→ **GIVEN TASK**: Can you reproduce word for word everything in the entries below, from the line containing "task: draw the outline of each instance of the shaded" down through the final line?
····················
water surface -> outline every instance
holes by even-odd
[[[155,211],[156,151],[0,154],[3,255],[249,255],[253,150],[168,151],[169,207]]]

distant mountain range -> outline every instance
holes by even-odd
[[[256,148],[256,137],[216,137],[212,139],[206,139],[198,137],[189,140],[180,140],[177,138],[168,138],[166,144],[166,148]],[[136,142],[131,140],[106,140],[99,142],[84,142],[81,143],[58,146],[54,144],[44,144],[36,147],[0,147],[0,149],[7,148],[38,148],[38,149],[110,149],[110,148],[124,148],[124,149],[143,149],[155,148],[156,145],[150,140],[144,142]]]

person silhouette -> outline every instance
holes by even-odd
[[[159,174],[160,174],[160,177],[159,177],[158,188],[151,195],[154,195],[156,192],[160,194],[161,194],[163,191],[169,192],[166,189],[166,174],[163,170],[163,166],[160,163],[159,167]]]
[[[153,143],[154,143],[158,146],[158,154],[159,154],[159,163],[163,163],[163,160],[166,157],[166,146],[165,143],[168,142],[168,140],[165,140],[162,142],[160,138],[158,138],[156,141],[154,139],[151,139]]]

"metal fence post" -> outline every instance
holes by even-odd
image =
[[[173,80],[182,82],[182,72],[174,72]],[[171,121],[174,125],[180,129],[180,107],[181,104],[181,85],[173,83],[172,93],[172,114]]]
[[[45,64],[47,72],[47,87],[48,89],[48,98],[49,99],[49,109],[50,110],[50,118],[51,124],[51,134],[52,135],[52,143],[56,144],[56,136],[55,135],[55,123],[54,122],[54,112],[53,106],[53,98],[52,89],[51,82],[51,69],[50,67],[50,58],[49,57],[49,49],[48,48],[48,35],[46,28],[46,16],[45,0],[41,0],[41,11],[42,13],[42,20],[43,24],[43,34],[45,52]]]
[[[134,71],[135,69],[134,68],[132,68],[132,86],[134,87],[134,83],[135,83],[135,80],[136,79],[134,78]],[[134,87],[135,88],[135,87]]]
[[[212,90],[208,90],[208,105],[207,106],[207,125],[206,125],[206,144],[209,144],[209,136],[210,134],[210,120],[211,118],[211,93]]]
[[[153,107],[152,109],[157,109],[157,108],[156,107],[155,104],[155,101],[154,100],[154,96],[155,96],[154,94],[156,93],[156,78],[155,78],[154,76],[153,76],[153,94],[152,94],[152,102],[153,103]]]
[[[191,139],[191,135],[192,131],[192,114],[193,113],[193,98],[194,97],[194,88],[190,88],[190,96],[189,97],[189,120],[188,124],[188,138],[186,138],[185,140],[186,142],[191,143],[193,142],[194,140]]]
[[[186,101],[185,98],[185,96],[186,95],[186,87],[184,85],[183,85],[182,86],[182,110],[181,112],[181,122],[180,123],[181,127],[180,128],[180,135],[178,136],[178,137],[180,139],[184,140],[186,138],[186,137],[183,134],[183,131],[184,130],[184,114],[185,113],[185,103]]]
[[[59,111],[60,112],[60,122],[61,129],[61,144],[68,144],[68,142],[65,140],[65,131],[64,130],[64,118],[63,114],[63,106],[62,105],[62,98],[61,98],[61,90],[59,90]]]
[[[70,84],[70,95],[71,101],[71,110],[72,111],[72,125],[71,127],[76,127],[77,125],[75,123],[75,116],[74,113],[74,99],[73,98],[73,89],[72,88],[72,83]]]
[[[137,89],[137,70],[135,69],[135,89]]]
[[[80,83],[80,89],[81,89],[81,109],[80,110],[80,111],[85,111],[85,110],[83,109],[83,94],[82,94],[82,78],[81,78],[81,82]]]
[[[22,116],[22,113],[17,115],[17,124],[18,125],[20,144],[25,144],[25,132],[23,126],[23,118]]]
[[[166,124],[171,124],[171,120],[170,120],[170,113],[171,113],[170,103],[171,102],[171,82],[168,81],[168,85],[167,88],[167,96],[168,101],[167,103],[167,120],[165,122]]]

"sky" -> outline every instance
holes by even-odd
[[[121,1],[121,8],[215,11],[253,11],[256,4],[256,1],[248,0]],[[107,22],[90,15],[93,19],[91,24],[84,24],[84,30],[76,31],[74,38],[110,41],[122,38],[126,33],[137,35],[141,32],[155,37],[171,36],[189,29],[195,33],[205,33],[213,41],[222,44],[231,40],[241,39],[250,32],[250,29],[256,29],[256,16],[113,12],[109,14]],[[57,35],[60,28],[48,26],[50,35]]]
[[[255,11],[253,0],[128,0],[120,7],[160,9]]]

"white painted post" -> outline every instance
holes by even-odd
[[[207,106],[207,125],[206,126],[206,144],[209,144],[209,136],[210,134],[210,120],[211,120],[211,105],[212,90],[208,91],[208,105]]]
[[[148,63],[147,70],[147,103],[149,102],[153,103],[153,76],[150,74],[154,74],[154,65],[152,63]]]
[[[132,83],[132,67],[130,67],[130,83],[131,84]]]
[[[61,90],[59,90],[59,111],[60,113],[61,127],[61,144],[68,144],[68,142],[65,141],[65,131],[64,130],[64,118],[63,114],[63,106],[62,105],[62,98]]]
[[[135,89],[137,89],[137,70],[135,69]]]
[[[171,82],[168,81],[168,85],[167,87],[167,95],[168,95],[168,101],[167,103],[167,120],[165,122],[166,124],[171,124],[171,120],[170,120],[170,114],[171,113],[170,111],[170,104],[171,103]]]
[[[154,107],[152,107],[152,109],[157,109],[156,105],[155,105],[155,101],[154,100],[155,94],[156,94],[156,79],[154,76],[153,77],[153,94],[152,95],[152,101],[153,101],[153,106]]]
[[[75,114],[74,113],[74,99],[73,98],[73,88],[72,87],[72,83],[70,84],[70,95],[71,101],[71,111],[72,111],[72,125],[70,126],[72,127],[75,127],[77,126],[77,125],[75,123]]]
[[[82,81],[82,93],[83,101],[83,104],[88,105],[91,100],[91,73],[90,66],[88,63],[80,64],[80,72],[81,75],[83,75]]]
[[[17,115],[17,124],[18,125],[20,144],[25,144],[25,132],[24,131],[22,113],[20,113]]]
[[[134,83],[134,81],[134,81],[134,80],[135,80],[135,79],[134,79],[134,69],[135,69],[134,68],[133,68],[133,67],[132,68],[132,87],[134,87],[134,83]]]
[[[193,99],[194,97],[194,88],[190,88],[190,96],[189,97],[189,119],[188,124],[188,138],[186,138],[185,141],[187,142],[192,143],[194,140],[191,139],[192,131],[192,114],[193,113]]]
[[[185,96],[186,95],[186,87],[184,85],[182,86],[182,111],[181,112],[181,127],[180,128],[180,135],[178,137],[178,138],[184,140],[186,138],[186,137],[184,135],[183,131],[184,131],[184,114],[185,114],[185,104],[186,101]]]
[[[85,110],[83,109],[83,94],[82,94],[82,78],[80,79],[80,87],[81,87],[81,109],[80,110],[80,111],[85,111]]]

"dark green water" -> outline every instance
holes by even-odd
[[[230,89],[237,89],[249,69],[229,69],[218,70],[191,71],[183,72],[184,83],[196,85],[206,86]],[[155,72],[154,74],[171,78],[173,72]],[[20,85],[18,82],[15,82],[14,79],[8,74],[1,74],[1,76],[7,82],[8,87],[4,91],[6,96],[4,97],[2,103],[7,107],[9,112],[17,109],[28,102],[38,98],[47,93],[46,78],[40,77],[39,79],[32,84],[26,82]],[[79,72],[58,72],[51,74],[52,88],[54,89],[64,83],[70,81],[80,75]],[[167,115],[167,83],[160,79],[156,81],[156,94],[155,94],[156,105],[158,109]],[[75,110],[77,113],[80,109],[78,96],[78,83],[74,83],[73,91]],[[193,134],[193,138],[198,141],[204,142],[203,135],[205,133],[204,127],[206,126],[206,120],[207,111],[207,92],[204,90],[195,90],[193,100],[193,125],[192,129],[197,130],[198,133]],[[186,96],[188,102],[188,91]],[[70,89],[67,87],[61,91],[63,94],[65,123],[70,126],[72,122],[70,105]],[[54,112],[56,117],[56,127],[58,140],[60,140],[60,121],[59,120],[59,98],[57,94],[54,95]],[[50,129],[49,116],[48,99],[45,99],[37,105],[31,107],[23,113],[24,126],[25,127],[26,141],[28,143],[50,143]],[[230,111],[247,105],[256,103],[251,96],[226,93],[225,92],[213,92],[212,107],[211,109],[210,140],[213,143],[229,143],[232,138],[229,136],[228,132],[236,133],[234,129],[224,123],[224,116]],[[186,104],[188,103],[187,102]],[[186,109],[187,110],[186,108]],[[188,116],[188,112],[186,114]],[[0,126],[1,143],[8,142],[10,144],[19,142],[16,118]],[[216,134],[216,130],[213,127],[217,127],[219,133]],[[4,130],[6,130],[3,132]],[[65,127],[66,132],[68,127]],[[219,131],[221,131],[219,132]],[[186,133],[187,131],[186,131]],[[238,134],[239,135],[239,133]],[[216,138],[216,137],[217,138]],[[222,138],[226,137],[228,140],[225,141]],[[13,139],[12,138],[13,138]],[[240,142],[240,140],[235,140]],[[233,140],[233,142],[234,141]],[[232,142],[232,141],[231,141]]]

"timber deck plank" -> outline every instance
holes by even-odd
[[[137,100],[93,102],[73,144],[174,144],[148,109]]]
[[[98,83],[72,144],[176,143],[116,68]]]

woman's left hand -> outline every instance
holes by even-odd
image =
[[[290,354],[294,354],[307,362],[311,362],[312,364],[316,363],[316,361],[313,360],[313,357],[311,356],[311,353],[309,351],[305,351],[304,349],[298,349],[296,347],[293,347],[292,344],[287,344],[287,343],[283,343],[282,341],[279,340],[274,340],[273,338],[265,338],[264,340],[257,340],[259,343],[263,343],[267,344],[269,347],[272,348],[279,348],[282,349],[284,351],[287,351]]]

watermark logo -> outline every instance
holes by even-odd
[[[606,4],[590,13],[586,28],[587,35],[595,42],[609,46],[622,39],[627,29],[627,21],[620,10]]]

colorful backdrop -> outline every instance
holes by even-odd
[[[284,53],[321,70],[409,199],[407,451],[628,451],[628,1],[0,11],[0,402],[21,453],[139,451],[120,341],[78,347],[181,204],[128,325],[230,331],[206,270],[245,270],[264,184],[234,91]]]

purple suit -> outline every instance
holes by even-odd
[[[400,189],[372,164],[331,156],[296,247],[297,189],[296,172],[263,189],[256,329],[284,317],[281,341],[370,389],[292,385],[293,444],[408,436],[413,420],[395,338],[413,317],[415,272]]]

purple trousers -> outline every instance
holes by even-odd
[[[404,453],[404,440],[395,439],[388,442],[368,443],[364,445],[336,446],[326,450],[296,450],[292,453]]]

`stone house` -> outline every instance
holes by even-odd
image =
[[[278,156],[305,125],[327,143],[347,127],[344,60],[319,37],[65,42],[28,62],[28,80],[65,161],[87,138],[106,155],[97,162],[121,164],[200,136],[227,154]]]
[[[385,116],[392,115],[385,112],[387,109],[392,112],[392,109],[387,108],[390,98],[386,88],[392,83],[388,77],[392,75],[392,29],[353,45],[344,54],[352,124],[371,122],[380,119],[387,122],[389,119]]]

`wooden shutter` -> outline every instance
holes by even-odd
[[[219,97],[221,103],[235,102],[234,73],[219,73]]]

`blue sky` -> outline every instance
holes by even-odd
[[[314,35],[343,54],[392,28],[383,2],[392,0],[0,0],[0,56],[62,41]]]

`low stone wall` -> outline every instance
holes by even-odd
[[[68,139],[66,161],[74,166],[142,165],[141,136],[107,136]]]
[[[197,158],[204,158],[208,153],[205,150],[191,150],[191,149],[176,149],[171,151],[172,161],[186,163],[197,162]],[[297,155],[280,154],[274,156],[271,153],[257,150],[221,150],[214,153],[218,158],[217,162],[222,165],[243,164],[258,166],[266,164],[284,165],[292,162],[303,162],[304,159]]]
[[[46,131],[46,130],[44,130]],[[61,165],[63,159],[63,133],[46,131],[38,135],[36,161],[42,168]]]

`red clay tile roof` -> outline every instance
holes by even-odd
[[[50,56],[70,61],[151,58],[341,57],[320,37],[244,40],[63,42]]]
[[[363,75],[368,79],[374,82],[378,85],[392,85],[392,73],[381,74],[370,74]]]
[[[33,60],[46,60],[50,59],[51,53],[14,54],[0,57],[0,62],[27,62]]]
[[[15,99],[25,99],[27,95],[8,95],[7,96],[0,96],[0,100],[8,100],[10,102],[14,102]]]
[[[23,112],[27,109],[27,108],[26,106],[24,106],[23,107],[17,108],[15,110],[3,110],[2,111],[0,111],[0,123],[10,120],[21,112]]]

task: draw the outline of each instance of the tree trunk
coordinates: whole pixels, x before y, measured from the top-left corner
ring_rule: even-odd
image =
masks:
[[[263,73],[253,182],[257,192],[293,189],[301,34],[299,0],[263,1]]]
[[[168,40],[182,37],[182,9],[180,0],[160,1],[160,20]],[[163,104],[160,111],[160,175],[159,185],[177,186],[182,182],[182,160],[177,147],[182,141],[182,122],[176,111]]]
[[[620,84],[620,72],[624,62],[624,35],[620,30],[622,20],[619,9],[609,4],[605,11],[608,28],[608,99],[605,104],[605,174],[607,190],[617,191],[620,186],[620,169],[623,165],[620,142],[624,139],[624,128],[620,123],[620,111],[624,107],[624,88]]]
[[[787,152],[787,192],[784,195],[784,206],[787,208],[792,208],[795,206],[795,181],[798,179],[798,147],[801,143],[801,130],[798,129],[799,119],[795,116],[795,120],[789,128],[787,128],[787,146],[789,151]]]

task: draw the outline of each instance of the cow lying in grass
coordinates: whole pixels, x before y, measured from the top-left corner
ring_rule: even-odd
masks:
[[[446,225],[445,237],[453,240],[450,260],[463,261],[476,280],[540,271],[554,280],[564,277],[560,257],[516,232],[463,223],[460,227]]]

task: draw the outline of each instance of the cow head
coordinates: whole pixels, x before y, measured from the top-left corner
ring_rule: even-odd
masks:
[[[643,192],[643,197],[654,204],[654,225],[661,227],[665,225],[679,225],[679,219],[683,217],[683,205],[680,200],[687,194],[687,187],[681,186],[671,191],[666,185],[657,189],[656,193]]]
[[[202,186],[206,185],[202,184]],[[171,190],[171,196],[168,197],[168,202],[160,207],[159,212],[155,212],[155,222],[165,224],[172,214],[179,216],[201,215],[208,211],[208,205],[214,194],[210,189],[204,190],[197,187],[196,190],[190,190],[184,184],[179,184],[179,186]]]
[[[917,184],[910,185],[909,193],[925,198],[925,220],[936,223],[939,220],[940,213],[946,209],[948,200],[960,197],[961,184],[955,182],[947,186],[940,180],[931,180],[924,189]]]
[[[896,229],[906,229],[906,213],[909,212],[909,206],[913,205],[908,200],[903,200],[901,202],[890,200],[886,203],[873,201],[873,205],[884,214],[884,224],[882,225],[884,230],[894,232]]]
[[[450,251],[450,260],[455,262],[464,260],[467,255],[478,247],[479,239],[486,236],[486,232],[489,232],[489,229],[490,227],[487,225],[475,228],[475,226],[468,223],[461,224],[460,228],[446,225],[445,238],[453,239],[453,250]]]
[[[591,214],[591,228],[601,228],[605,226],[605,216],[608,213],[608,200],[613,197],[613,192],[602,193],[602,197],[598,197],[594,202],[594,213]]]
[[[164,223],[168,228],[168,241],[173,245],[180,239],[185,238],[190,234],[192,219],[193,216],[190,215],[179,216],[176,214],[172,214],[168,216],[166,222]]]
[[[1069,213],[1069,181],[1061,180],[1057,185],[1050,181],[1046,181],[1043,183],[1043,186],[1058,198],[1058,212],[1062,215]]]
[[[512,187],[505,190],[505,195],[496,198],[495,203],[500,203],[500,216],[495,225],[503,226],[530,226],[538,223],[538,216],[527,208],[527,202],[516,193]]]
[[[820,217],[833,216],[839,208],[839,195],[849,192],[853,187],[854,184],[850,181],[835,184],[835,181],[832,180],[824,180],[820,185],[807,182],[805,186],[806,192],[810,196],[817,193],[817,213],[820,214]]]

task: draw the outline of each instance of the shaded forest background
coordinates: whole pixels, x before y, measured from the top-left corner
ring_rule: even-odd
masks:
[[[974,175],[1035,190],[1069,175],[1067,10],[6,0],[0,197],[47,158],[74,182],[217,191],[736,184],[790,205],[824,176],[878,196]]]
····················
→ **RESPONSE FOR THIS EXERCISE**:
task: draw the outline of each instance of the shaded forest background
coordinates: whole pixels, x before y, measured from the top-left corner
ring_rule: even-odd
masks:
[[[974,175],[1035,190],[1069,175],[1067,10],[6,0],[0,197],[47,158],[74,182],[217,191],[736,184],[790,205],[824,176],[878,196]]]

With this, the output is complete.